>>>>>

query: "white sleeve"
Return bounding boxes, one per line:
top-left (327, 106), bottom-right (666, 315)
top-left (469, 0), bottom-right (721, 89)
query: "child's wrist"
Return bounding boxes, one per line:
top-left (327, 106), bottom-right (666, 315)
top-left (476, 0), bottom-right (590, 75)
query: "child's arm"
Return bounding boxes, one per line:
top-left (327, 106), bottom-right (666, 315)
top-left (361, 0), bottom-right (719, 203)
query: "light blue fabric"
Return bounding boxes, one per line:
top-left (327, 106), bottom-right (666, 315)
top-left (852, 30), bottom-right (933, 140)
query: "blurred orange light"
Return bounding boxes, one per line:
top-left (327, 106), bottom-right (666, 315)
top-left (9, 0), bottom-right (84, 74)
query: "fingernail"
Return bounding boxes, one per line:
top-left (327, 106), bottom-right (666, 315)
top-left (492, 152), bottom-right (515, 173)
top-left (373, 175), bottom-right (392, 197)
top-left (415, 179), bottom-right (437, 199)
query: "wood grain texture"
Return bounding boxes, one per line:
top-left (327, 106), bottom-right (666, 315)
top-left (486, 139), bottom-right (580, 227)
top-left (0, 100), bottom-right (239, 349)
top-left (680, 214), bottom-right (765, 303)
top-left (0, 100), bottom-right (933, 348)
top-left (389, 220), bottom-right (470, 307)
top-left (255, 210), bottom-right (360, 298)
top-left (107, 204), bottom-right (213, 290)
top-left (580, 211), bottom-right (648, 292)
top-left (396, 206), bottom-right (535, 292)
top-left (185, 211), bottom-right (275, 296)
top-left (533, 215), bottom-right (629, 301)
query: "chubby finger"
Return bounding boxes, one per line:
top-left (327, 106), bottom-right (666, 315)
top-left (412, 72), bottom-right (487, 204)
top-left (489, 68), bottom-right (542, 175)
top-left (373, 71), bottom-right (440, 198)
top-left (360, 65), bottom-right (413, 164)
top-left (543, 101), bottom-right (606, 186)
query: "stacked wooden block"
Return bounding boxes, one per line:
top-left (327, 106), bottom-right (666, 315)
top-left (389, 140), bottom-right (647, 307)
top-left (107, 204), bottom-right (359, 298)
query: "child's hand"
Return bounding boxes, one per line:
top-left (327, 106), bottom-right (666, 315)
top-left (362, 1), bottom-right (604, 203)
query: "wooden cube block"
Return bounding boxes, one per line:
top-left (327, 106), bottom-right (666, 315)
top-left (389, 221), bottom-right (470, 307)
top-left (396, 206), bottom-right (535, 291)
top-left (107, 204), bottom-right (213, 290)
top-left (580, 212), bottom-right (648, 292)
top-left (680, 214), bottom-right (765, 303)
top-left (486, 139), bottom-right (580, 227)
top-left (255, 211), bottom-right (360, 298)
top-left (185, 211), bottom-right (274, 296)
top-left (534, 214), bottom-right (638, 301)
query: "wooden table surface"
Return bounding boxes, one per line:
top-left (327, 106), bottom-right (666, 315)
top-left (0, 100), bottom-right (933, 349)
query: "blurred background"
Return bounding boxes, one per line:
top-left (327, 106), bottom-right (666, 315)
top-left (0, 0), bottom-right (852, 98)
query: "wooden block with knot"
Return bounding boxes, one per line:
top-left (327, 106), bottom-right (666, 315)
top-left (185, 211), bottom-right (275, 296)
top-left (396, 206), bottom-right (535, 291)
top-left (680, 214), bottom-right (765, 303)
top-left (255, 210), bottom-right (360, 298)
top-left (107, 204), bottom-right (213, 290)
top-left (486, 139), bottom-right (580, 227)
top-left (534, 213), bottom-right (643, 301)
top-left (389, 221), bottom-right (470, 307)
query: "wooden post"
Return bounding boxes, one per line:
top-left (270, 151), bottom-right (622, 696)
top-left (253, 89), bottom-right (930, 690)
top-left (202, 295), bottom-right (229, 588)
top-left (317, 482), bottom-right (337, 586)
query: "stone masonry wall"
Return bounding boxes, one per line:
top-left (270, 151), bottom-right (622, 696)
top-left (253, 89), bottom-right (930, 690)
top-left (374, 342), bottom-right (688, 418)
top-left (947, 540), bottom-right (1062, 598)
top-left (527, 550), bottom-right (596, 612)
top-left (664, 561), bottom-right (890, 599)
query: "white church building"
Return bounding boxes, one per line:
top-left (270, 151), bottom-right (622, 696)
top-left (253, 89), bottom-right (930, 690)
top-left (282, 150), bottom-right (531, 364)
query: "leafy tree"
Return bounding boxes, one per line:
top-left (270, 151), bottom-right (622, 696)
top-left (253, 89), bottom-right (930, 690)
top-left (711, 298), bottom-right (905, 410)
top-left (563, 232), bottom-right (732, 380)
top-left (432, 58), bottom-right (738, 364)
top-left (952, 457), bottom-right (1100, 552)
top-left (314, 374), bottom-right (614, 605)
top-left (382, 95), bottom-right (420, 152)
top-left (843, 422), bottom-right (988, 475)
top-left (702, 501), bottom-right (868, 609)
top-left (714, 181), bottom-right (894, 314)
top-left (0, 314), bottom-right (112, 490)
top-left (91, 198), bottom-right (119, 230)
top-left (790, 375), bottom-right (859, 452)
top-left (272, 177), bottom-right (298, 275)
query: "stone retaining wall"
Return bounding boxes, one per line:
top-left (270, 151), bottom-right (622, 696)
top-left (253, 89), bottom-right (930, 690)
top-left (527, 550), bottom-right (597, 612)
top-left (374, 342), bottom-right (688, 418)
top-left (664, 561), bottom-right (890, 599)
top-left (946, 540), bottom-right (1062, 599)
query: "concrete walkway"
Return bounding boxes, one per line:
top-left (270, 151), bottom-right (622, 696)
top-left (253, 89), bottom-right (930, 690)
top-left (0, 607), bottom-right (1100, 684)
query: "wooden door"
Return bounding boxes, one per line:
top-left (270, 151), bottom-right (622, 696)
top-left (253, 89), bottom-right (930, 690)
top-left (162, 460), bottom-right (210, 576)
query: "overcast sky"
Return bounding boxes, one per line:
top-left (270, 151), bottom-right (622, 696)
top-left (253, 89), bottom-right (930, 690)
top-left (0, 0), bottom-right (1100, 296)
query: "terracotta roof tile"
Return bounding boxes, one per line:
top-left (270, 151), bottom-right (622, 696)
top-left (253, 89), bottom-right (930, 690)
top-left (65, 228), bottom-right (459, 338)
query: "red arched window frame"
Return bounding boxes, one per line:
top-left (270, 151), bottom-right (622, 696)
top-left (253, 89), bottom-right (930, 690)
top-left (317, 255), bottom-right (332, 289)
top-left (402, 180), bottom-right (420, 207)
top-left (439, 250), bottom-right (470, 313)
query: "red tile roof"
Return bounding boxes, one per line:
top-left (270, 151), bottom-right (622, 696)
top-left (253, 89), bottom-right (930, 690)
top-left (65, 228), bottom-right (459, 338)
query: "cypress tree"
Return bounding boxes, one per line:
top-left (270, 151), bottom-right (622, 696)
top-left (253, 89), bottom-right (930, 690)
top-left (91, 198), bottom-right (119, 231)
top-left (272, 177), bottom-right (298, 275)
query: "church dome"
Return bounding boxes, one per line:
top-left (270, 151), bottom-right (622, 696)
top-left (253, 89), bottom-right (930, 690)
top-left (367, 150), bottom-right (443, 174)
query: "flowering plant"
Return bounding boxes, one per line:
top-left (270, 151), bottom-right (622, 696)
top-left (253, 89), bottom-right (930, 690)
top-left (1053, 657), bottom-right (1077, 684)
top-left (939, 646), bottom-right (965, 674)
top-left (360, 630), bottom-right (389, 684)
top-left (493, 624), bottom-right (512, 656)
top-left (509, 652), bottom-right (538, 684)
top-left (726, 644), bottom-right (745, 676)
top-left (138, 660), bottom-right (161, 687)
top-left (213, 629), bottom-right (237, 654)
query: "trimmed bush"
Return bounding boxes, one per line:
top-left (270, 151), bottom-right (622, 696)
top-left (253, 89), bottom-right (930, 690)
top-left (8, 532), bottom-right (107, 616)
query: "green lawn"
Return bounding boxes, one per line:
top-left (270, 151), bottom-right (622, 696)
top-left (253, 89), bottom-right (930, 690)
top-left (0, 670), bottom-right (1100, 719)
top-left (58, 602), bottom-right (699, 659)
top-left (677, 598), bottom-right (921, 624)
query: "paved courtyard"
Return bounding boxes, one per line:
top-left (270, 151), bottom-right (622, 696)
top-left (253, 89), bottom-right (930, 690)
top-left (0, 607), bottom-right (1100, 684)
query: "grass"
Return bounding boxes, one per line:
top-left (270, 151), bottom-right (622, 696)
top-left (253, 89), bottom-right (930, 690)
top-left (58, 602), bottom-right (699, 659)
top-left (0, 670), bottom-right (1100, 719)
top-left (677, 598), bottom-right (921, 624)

<<<<<

• [Descrição do problema]
Pode devolver sem nenhuma alteração o trecho das entradas que vai do início até a linha que contém "top-left (533, 215), bottom-right (629, 301)", com essa linha incluída?

• [A solução]
query: "white sleeve"
Return bounding boxes, one per line:
top-left (327, 106), bottom-right (666, 315)
top-left (469, 0), bottom-right (721, 89)
query: "child's wrist"
Return bounding boxes, one per line:
top-left (327, 106), bottom-right (666, 315)
top-left (476, 0), bottom-right (590, 75)
query: "child's arm"
Return bounding boxes, one per line:
top-left (327, 106), bottom-right (666, 315)
top-left (361, 0), bottom-right (719, 203)
query: "light blue fabric"
Return bounding boxes, one per line:
top-left (327, 106), bottom-right (666, 315)
top-left (852, 30), bottom-right (933, 140)
query: "blurred orange light"
Return bounding boxes, one per line:
top-left (327, 106), bottom-right (666, 315)
top-left (9, 0), bottom-right (84, 74)
query: "fingernail"
Return bounding boxes, one per line:
top-left (327, 106), bottom-right (666, 315)
top-left (492, 152), bottom-right (515, 173)
top-left (373, 175), bottom-right (392, 197)
top-left (415, 179), bottom-right (437, 199)
query: "wood grain texture"
Return bounding boxes, one per line:
top-left (327, 106), bottom-right (666, 315)
top-left (486, 139), bottom-right (580, 227)
top-left (0, 100), bottom-right (239, 349)
top-left (680, 214), bottom-right (765, 303)
top-left (0, 100), bottom-right (933, 348)
top-left (389, 220), bottom-right (470, 307)
top-left (255, 210), bottom-right (360, 298)
top-left (107, 204), bottom-right (213, 290)
top-left (580, 211), bottom-right (648, 292)
top-left (396, 206), bottom-right (535, 292)
top-left (185, 211), bottom-right (275, 296)
top-left (533, 215), bottom-right (629, 301)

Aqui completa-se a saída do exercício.